Decide whether each statement agrees with the Daoism text below, and answer yes or no for each, quoting the words of the text that settle it. 1. The Daodejing contains 81 chapters. 2. The book of Dao makes up the last 44 chapters of the Daodejing. 3. It is certain that Laozi truly existed.

» **QUOTED PASSAGE**
────
What Is Daoism?

I caught this quite fitting image at the end of the path I was walking while filming the video titled "What is Daoism?"

I caught this image at the end of the path I was walking while filming the video titled “What is Daoism?”

Once Zhuangzi dreamt he was a butterfly, a butterfly flitting and fluttering around, happy with himself and doing as he pleased. He didn’t know he was Zhuangzi. Suddenly he woke up and there he was, solid and unmistakable Zhuangzi. But he didn’t know if he was Zhuangzi who had dreamt he was a butterfly, or a butterfly dreaming he was Zhuangzi. Between Zhuangzi and a butterfly there must be some distinction! This is called the Transformation of Things.

Along with the post titled “The Dao to Buddhism” I made an accompanying video. In the comments of the video someone asked me if I could explain what Daoism is. Not only did I make an epic long 40 minute ramble plus random video clip session (plus dancing with what I didn’t know was a poisonous Bamboo Viper) but I’m writing this blog post as a more well thought out and organized companion to the video.

Daoism 101

I don’t really see a need to put what already exists on Wikipedia into my own words, but I’ll give a quick summary.

Daoism (most commonly written Taoism) is a philosophy and religion based on the Daodejing (Tao Te Ching). Philosophically the text can stand alone without any religious elements and can be interpreted to shun religion. People who follow the numerous religious variants don’t necessarily adhere to the philosophy. The authorship of this text is attributed to a man by the name of Laozi, but it really isn’t known whether he truly existed or the book is really a collective work (nor does it matter). The book dates back to 400 BC during China’s warring states period. There have been a number of additional Daoist texts written since the Daodejing, most notably Zhuangzi’s text carrying his name.

The text is comprised of 81 chapters with the first 37 being the book of Dao (Way) and the second 44 being the book of De (Virtue). Each chapter is extremely brief and poetically written in classical Chinese. Each chapter can be interpreted in a seemingly endless number of ways.

The core of the philosophy primarily focuses on understanding the subtleties of nature and reality pointing towards something referred to as the “Dao” as being the source of any, every and no thing. It’s based on yingyang theory which can be summarized as the theory of opposites.

How Do I Become A Daoist?

You already are. 😉 While there are truths and principles embedded in the texts which us humans describe as “Daoist,” these truths and principles are not unique to nor exclusive to Daoism. As a Daoist you are a seeker of truth. The ULTIMATE truth. Daoists have a particular way of explaining these ultimate truths, but that doesn’t mean they’re right or that they don’t exist elsewhere. Figuring it all out is a process we all, ultimately, do alone. Everyone and everything is acting and reacting according to these ultimate truths right now. Daoists train to “see” this interplay and keep this sight with them. There is nothing you need to do. If you’re interested in training this “awareness” I suppose the next question would be…

Where Do I start?
────
» **DATASET EXCERPTS**
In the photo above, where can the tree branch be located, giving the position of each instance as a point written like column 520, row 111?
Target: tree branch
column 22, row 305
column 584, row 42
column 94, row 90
────
» **EXERCISE RESPONSE**
1. Yes: "The text is comprised of 81 chapters"
2. No: "the first 37 being the book of Dao (Way) and the second 44 being the book of De (Virtue)"
3. No: "it really isn’t known whether he truly existed or the book is really a collective work"